» GIVEN TASK
Starting at the beginning of the rows and ending at the line containing "[24,8,29,15]", rewrite the lines with each "pixel coordinates" changed to "image coordinates" and everything else left as it stands.

[Box-labeled dataset extracts]
§ §
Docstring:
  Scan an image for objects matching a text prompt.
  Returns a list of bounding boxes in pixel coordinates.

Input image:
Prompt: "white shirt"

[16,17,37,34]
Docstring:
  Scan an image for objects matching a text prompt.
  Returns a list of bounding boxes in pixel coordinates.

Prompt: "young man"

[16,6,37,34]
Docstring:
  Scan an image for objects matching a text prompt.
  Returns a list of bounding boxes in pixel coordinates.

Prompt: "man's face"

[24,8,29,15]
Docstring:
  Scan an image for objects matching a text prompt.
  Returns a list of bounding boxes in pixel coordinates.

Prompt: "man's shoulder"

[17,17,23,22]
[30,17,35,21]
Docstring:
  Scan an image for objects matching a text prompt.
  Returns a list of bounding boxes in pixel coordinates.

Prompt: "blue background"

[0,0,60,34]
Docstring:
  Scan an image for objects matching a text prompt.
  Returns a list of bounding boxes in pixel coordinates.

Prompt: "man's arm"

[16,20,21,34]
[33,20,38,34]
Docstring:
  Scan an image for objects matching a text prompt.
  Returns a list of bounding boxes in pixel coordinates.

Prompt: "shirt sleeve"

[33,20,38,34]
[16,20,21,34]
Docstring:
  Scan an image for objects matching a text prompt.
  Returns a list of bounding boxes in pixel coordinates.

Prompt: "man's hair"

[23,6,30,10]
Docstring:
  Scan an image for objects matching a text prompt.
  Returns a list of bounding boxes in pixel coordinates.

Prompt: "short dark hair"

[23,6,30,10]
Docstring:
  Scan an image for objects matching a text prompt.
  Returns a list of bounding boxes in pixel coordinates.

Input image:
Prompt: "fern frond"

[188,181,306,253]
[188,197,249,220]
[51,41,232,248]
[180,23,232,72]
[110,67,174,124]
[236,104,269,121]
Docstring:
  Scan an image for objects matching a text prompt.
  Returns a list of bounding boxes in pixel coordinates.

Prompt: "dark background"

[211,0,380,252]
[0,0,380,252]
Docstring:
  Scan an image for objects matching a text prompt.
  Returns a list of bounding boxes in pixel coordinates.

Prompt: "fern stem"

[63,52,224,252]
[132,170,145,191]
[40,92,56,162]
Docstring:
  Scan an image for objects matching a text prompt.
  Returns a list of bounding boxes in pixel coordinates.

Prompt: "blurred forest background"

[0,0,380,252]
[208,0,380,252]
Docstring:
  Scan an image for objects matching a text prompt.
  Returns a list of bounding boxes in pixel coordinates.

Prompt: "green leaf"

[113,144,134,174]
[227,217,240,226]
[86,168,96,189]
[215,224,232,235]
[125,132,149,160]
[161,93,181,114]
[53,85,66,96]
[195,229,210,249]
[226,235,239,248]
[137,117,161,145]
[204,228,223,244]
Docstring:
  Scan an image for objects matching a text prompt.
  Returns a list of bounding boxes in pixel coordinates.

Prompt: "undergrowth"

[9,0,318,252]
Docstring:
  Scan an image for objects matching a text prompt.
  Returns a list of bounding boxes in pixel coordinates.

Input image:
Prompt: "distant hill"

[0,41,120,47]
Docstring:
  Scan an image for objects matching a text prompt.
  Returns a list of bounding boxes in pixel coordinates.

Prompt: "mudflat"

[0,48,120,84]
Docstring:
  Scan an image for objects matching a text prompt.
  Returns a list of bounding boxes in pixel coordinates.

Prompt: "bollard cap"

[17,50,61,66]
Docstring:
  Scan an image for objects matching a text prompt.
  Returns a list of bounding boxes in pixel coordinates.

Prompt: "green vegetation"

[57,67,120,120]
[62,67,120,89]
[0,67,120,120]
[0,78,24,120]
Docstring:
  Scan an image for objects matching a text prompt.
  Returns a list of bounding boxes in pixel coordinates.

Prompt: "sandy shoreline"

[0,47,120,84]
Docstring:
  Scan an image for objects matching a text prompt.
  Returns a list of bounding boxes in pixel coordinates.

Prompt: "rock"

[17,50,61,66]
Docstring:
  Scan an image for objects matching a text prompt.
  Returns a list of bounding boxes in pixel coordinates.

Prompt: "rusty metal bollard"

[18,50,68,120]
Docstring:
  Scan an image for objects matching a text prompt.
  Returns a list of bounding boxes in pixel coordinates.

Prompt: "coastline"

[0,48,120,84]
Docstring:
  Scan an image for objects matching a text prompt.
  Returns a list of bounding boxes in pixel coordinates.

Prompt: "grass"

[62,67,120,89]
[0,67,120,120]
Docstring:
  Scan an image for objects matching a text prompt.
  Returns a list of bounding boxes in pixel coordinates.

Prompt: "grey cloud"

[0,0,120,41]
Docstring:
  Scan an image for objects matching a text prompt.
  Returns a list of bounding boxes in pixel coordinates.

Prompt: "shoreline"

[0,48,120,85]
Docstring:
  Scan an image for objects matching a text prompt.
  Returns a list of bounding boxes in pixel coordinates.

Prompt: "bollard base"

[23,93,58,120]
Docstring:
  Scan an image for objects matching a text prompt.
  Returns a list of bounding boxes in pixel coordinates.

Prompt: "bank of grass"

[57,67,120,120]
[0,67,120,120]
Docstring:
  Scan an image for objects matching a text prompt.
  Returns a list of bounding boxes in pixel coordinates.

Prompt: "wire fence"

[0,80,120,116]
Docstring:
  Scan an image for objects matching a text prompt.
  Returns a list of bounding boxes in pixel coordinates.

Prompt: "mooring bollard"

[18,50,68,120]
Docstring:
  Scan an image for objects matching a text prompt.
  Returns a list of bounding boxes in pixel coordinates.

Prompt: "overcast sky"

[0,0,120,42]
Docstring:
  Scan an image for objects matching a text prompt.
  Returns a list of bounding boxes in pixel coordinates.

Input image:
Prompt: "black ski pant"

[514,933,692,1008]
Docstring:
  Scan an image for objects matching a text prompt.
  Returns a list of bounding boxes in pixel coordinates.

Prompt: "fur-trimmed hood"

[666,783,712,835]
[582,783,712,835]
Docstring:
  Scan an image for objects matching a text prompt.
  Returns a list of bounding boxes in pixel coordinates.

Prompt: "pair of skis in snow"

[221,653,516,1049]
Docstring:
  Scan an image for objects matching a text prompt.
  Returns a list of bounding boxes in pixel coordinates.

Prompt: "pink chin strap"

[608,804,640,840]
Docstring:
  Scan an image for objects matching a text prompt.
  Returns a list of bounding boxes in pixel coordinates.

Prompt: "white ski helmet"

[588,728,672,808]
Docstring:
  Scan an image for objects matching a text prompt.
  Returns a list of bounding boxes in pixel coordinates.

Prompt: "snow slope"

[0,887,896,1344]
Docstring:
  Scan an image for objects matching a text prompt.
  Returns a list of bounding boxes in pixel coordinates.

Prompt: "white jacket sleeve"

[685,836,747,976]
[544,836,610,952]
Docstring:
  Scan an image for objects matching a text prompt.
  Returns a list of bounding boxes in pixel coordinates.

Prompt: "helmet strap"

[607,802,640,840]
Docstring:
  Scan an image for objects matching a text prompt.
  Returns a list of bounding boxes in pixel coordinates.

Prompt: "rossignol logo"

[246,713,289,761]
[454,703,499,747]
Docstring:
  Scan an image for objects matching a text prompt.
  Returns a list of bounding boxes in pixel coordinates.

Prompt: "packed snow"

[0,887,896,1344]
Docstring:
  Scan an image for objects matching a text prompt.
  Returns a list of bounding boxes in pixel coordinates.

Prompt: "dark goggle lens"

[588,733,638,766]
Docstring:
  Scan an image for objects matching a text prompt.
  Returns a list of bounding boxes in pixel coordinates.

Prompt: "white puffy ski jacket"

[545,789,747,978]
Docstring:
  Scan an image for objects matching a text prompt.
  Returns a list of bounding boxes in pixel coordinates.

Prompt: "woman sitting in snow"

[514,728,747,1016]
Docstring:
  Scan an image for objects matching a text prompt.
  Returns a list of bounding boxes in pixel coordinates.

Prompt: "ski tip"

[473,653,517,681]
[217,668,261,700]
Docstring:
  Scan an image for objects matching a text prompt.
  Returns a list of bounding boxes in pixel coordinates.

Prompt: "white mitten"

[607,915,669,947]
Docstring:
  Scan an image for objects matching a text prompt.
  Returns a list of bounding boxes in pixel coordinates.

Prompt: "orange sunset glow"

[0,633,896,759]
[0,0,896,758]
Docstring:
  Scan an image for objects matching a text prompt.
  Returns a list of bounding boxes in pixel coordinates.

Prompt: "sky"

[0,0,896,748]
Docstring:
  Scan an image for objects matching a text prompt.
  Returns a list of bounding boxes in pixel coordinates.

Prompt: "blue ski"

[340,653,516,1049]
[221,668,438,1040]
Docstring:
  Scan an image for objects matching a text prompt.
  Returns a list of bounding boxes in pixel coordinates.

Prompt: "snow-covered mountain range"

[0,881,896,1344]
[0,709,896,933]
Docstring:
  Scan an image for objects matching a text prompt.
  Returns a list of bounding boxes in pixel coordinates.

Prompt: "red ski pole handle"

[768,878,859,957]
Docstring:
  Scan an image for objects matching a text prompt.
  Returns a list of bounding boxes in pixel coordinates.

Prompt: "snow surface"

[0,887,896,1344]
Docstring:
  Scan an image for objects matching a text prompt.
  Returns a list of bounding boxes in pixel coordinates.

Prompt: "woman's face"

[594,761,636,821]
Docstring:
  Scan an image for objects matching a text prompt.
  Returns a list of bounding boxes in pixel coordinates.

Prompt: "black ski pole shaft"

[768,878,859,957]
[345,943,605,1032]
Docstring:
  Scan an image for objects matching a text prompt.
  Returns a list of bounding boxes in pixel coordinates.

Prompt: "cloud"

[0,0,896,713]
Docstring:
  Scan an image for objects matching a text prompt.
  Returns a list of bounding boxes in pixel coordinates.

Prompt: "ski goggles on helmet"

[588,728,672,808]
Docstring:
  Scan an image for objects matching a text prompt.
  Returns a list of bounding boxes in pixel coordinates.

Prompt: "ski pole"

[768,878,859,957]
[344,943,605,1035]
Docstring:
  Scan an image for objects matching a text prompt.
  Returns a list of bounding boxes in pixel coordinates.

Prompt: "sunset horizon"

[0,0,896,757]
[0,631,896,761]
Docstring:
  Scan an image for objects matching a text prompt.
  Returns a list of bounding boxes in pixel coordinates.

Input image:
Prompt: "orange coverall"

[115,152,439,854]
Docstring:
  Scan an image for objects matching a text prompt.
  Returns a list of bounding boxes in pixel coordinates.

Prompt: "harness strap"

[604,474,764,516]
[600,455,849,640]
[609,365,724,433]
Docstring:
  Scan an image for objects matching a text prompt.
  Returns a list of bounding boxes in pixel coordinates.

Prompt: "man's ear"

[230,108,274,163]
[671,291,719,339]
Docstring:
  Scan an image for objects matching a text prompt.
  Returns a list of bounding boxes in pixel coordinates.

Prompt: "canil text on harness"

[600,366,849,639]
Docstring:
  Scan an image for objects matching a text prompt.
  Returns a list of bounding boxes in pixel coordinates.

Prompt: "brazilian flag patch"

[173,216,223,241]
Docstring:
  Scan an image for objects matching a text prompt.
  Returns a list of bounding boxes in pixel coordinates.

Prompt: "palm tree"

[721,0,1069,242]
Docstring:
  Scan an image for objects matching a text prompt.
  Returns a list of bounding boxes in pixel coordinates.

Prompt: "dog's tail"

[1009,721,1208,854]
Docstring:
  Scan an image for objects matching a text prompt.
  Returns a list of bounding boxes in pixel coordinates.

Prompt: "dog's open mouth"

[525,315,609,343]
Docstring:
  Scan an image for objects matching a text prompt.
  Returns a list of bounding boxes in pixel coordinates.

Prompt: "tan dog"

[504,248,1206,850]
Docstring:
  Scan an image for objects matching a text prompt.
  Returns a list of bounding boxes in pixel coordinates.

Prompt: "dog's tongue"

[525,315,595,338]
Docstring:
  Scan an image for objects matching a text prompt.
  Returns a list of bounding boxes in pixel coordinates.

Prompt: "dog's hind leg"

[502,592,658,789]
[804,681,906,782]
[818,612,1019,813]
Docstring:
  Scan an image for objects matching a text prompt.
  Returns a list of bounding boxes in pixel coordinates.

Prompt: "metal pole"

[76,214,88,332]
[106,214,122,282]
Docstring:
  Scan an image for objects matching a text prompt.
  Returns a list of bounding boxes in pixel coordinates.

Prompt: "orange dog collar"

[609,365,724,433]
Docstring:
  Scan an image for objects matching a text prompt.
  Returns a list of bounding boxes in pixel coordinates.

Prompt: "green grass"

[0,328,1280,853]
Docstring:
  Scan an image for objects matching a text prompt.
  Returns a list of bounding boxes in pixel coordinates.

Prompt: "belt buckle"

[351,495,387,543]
§ §
» CORRECT ANSWER
Docstring:
  Scan an image for objects matching a text prompt.
  Returns a list of bounding boxes in image coordinates.

Input image:
Prompt: "white shirt"

[16,17,37,34]
Docstring:
  Scan an image for objects matching a text prompt.
  Returns a list of bounding boxes in image coordinates.

Prompt: "young man"

[16,6,37,34]
Docstring:
  Scan an image for objects matching a text prompt.
  Returns a list of bounding boxes in image coordinates.

Prompt: "man's face"

[24,8,29,15]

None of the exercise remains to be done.